BEGIN
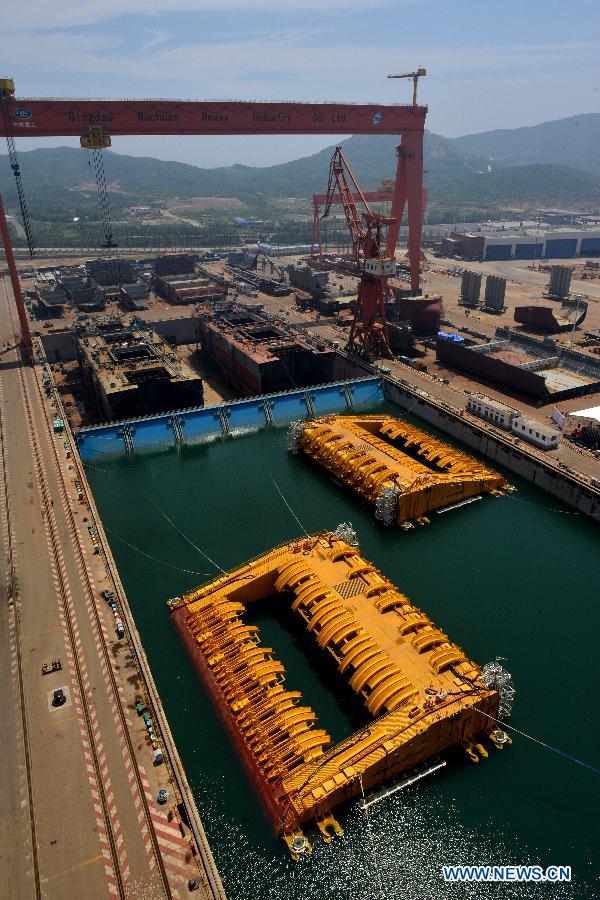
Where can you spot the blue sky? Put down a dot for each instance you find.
(497, 64)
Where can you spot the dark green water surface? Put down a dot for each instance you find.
(515, 577)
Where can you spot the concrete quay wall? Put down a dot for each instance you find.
(498, 446)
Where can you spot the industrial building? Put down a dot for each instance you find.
(257, 354)
(507, 417)
(525, 365)
(470, 288)
(128, 370)
(531, 244)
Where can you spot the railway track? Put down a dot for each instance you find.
(14, 599)
(70, 628)
(91, 594)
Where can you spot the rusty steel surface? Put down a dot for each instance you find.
(63, 117)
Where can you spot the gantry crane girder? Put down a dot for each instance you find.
(48, 117)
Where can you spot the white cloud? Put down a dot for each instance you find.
(44, 14)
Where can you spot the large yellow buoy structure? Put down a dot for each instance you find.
(421, 691)
(403, 471)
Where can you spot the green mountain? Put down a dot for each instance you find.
(573, 142)
(459, 174)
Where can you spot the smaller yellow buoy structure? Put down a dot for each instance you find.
(403, 471)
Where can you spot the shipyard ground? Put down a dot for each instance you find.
(79, 813)
(441, 383)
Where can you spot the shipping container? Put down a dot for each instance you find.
(529, 250)
(498, 251)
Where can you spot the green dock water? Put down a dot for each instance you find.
(515, 577)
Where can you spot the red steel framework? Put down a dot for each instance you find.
(29, 117)
(320, 200)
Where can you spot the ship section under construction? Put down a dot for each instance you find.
(257, 354)
(400, 469)
(423, 693)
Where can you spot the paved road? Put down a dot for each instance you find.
(71, 820)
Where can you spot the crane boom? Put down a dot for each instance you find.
(368, 332)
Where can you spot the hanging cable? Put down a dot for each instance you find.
(162, 562)
(277, 488)
(186, 538)
(13, 159)
(371, 838)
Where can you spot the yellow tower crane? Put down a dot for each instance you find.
(415, 77)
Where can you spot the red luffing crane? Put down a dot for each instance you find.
(94, 121)
(368, 332)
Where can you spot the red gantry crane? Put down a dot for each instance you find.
(374, 261)
(94, 121)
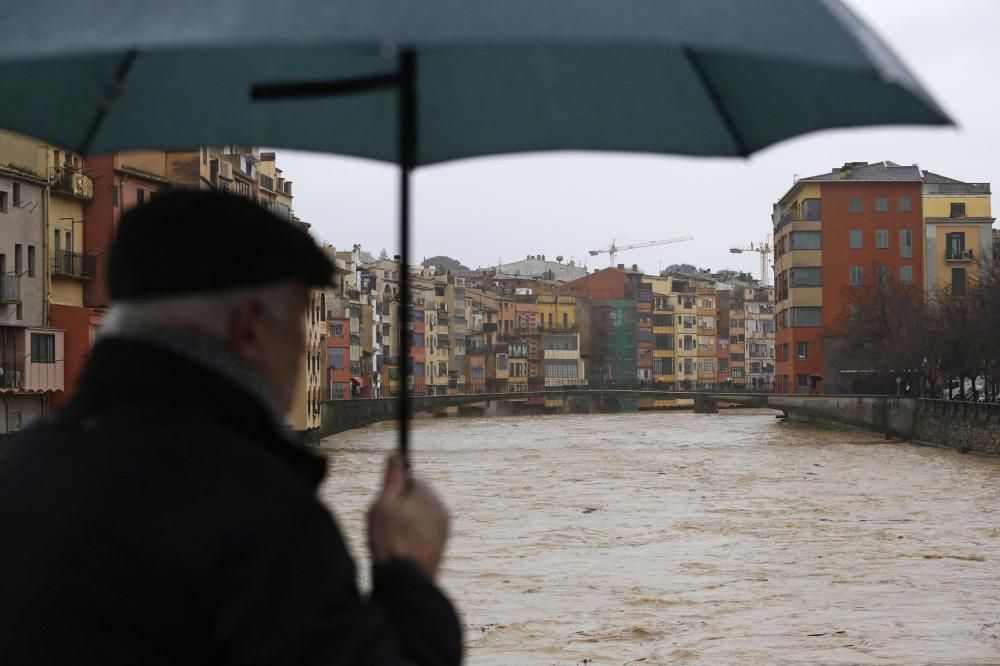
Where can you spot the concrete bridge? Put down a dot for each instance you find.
(891, 416)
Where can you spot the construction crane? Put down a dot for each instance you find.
(614, 249)
(764, 250)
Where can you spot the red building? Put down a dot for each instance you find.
(860, 223)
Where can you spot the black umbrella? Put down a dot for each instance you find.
(421, 83)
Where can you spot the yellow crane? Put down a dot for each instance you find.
(614, 249)
(764, 250)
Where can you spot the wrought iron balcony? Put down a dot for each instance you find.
(73, 264)
(10, 289)
(72, 182)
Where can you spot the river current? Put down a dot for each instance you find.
(658, 538)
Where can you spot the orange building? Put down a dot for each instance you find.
(857, 224)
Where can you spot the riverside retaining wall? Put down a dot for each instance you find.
(966, 426)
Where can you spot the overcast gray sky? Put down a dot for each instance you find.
(568, 203)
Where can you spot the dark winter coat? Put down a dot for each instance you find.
(163, 517)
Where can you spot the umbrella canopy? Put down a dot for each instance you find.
(699, 77)
(425, 82)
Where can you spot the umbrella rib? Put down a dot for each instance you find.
(277, 91)
(112, 94)
(716, 98)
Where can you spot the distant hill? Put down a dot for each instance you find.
(445, 263)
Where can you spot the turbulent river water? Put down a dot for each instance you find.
(713, 539)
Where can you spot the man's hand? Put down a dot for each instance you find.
(407, 520)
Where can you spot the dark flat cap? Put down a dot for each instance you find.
(189, 241)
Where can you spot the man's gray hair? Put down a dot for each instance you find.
(207, 313)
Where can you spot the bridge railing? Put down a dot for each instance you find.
(471, 388)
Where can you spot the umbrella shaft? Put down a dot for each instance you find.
(407, 159)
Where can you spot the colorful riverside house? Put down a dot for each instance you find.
(958, 233)
(862, 224)
(31, 352)
(416, 340)
(606, 314)
(562, 365)
(664, 341)
(706, 347)
(63, 205)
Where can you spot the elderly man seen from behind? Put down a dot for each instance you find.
(165, 516)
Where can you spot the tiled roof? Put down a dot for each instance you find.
(864, 172)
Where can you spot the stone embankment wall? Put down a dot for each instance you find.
(966, 426)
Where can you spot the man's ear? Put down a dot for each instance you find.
(245, 332)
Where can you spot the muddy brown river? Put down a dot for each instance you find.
(660, 538)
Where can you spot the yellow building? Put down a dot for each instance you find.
(958, 233)
(664, 337)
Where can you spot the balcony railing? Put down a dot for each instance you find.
(73, 264)
(10, 289)
(958, 255)
(12, 375)
(72, 182)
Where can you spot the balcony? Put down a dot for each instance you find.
(71, 182)
(10, 289)
(13, 376)
(73, 265)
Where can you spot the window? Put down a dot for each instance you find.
(857, 276)
(806, 277)
(803, 383)
(881, 238)
(883, 276)
(905, 244)
(43, 348)
(663, 366)
(805, 240)
(958, 282)
(663, 341)
(807, 316)
(906, 274)
(856, 242)
(562, 369)
(811, 209)
(955, 243)
(561, 342)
END
## Work to complete
The entries are to be written out again exactly, without their pictures.

## Solution to this problem
Where can you spot the blue sky? Put down a dot for each instance you find.
(497, 64)
Where can you spot the dark green water surface? Put down a dot for each instance you find.
(515, 577)
Where can you spot the concrete quay wall? Put down a dot for each instance you find.
(498, 446)
Where can you spot the industrial building? Put down a dot for each instance you find.
(257, 354)
(507, 417)
(525, 365)
(470, 288)
(128, 370)
(531, 244)
Where can you spot the railway track? Put down a dot for each instance you find.
(14, 599)
(70, 628)
(91, 594)
Where can you spot the rusty steel surface? Put down a dot for each instance you find.
(63, 117)
Where can you spot the gantry crane girder? Put down a dot for each instance you find.
(48, 117)
Where can you spot the white cloud? Put down a dot for each instance you find.
(44, 14)
Where can you spot the large yellow buoy structure? Put down a dot for each instance you find.
(421, 691)
(403, 471)
Where can you spot the green mountain? Put down a dot for each instance you find.
(573, 142)
(459, 174)
Where can you spot the smaller yellow buoy structure? Put down a dot for each instance you find.
(403, 471)
Where can you spot the shipyard ground? Put down a dot for each instance you find.
(79, 813)
(441, 383)
Where can you spot the shipping container? Put down a dot for each instance you find.
(529, 250)
(498, 251)
Where can you spot the green dock water? Put down a dot for each instance you find.
(515, 577)
Where can you spot the red steel framework? Put down a dot for each instance you find.
(29, 117)
(320, 200)
Where can you spot the ship section under construction? Put down a dot for each instance you find.
(257, 354)
(400, 469)
(423, 693)
Where can you spot the paved road? Put down a dot for each instance you find.
(71, 820)
Where can you spot the crane boom? Put down a dot for each instance you find.
(368, 332)
Where can you spot the hanging cable? Put down a dot for each instance you find.
(162, 562)
(277, 488)
(186, 538)
(13, 159)
(371, 838)
Where can you spot the yellow tower crane? Put down a dot for each instance you find.
(415, 77)
Where can you spot the red luffing crane? Put down a dot for each instance you find.
(94, 121)
(368, 332)
Where can you spot the red gantry crane? Put down a dot for each instance you find.
(374, 261)
(94, 121)
Where can you spot the concrete bridge? Put down a dot for each instance you find.
(891, 416)
Where can you spot the construction crane? Put down a dot for each instance you find.
(614, 249)
(764, 250)
Where can you spot the red building? Put down a dot for each instance you find.
(860, 223)
Where can you spot the black umbrella? Put down a dot for each instance you find.
(421, 83)
Where can you spot the yellow crane? Put down a dot for each instance you find.
(614, 249)
(764, 250)
Where can you spot the wrought iron balcony? Put down a dot for each instance you find.
(73, 264)
(10, 289)
(72, 182)
Where can you spot the river current? Put down a dot for each instance you find.
(658, 538)
Where can you spot the orange building? Put down a dot for each instance you find.
(857, 224)
Where can you spot the riverside retaining wall? Put down a dot for each instance you find.
(966, 426)
Where can you spot the overcast gray sky? Put down a dot for each instance you find.
(568, 203)
Where can you spot the dark winter coat? Put down a dot for each instance you find.
(163, 517)
Where can you spot the umbrella canopy? Put down a dot for each instance you find.
(699, 77)
(425, 82)
Where can you spot the umbrella rib? Put down a dot for each instance you find.
(277, 91)
(112, 94)
(716, 98)
Where can you spot the distant hill? Put down a dot for each instance you find.
(445, 263)
Where can you spot the turbulent river water? Put down a dot for each instance you find.
(713, 539)
Where can you spot the man's hand? Put down a dot for each instance you find.
(407, 520)
Where can you spot the dark flat cap? Put down a dot for each instance you find.
(189, 241)
Where can you spot the man's gray hair? Put down a dot for each instance you find.
(207, 313)
Where can you spot the bridge railing? Put down a dot for each instance you find.
(471, 388)
Where can you spot the umbrella shaft? Put down a dot for each instance you find.
(407, 159)
Where can you spot the colorful riverside house? Put down a dot for each instance you find.
(958, 233)
(862, 224)
(31, 352)
(416, 340)
(606, 314)
(562, 365)
(664, 341)
(706, 347)
(63, 205)
Where can you spot the elderly man seen from behind? Put down a dot for each instance you find.
(165, 516)
Where can you spot the tiled roof? Put down a dot for each instance you find.
(864, 172)
Where can you spot the stone embankment wall? Put down a dot for each instance you find.
(966, 426)
Where can you spot the man's ear? Put down a dot for each instance you find.
(245, 332)
Where can you spot the muddy brown river? Put down a dot for each instance you find.
(660, 538)
Where can you spot the yellow building? Put down a dot for each instance you find.
(958, 233)
(664, 337)
Where can you spot the balcony railing? Put down a dot for each instance you find.
(73, 264)
(10, 289)
(958, 255)
(12, 375)
(72, 182)
Where can you spot the balcony? Put down a dot for each instance you find.
(71, 182)
(10, 289)
(13, 376)
(73, 265)
Where can you spot the window? Put down a dot for each instance you find.
(857, 276)
(806, 277)
(803, 383)
(881, 238)
(883, 276)
(905, 244)
(43, 348)
(663, 366)
(805, 240)
(958, 282)
(663, 341)
(807, 316)
(906, 274)
(856, 242)
(562, 369)
(811, 209)
(955, 243)
(561, 342)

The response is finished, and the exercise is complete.